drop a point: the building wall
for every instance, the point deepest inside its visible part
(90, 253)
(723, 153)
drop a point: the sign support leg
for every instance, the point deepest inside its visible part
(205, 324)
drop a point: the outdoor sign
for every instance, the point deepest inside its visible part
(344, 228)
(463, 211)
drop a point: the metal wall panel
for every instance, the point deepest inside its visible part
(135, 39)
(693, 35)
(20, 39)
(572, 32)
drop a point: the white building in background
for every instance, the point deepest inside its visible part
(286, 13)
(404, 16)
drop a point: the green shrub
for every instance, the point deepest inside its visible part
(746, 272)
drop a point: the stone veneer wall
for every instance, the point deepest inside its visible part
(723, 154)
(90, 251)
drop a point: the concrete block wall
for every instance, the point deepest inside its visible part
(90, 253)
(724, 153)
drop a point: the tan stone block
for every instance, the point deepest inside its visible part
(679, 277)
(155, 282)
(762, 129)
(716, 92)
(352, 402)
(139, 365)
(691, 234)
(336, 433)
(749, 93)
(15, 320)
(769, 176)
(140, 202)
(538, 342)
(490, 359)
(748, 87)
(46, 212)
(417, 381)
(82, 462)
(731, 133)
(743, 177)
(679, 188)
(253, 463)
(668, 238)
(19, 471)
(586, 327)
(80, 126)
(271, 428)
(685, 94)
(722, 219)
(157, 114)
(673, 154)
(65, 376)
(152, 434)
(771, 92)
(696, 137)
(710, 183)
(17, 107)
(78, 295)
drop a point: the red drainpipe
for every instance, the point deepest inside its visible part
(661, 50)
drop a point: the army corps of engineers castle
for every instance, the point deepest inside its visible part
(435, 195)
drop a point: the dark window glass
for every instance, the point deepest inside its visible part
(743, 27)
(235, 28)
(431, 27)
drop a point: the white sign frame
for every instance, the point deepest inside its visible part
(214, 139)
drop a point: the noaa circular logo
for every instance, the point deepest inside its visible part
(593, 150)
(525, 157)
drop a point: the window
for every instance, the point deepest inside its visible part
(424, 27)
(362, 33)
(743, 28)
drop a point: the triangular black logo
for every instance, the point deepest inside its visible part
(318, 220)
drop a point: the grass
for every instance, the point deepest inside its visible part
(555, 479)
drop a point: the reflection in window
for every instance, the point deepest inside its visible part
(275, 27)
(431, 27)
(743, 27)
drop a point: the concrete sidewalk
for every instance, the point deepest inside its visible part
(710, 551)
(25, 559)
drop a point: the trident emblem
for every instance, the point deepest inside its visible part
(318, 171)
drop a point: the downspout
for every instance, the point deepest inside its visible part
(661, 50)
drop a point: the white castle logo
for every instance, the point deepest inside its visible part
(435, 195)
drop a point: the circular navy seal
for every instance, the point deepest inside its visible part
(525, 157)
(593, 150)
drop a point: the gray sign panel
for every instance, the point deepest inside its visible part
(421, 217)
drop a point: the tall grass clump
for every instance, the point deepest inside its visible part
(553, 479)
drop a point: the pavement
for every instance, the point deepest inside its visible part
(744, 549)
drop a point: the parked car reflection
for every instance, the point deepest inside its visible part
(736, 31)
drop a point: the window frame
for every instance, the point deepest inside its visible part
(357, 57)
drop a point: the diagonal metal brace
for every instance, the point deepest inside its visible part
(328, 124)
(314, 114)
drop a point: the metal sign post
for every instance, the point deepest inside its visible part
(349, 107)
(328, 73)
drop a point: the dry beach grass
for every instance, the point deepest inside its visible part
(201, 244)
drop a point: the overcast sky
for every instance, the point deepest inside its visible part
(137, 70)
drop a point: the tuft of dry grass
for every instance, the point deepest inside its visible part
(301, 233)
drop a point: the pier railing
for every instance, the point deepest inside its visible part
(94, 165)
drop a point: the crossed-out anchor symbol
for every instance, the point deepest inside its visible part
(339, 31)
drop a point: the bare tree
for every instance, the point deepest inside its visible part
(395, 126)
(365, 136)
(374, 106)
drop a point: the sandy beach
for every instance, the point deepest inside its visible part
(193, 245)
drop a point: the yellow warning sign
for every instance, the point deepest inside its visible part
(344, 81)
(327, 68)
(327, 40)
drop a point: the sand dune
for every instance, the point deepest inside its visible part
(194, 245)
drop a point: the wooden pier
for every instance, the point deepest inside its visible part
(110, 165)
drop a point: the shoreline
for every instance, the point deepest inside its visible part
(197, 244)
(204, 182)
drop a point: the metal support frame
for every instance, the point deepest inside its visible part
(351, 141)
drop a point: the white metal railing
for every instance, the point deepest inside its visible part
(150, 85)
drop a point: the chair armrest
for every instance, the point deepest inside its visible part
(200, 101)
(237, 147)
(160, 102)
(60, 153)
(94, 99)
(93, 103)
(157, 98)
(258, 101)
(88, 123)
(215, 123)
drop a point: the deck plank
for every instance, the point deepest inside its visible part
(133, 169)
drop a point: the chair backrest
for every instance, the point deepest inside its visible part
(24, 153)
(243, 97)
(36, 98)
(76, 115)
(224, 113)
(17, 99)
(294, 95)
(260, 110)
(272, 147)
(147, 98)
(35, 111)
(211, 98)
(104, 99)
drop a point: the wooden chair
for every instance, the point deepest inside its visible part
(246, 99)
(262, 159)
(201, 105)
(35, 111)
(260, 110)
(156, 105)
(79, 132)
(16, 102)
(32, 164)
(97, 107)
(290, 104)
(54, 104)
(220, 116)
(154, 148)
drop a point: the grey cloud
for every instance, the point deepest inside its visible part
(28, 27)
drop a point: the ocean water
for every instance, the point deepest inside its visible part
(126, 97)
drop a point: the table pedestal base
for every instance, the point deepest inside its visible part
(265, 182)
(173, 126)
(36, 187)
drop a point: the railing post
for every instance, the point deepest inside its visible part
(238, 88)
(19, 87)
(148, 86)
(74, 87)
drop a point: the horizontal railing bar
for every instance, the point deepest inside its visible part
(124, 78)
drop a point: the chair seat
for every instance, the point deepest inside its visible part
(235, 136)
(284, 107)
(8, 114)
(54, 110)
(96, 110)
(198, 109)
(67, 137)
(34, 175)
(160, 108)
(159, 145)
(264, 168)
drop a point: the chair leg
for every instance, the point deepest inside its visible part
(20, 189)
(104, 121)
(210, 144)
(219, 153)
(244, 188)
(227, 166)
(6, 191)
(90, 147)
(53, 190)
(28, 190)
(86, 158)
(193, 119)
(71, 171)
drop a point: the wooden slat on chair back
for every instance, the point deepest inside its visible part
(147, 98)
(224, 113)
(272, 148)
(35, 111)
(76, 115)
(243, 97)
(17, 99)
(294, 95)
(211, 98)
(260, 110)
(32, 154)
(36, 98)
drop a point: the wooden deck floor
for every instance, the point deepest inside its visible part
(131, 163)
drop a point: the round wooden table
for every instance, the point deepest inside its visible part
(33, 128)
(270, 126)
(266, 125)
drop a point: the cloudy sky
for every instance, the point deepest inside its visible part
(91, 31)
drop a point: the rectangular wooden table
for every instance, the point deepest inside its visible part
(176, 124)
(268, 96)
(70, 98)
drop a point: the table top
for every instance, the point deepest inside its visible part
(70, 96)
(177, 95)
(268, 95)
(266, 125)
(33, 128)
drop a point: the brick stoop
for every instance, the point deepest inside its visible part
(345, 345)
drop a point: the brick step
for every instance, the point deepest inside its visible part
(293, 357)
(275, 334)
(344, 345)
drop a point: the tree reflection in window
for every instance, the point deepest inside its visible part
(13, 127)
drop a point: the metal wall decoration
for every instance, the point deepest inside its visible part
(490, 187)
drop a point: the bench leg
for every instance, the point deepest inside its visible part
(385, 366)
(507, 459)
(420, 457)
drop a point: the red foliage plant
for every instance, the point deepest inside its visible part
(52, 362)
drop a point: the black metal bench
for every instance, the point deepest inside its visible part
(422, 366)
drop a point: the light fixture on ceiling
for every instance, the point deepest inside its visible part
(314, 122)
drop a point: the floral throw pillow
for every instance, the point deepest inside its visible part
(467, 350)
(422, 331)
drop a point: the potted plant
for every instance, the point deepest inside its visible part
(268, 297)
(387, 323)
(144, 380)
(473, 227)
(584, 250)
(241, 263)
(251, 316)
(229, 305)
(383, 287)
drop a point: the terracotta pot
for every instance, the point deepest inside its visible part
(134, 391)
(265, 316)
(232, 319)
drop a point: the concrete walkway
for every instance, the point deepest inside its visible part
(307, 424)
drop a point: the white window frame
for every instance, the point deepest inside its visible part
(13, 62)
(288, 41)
═══
PROBLEM TO WORK ON → Please count the lines above that contain the word "bench", and reply with the number alone.

TASK OUTPUT → 2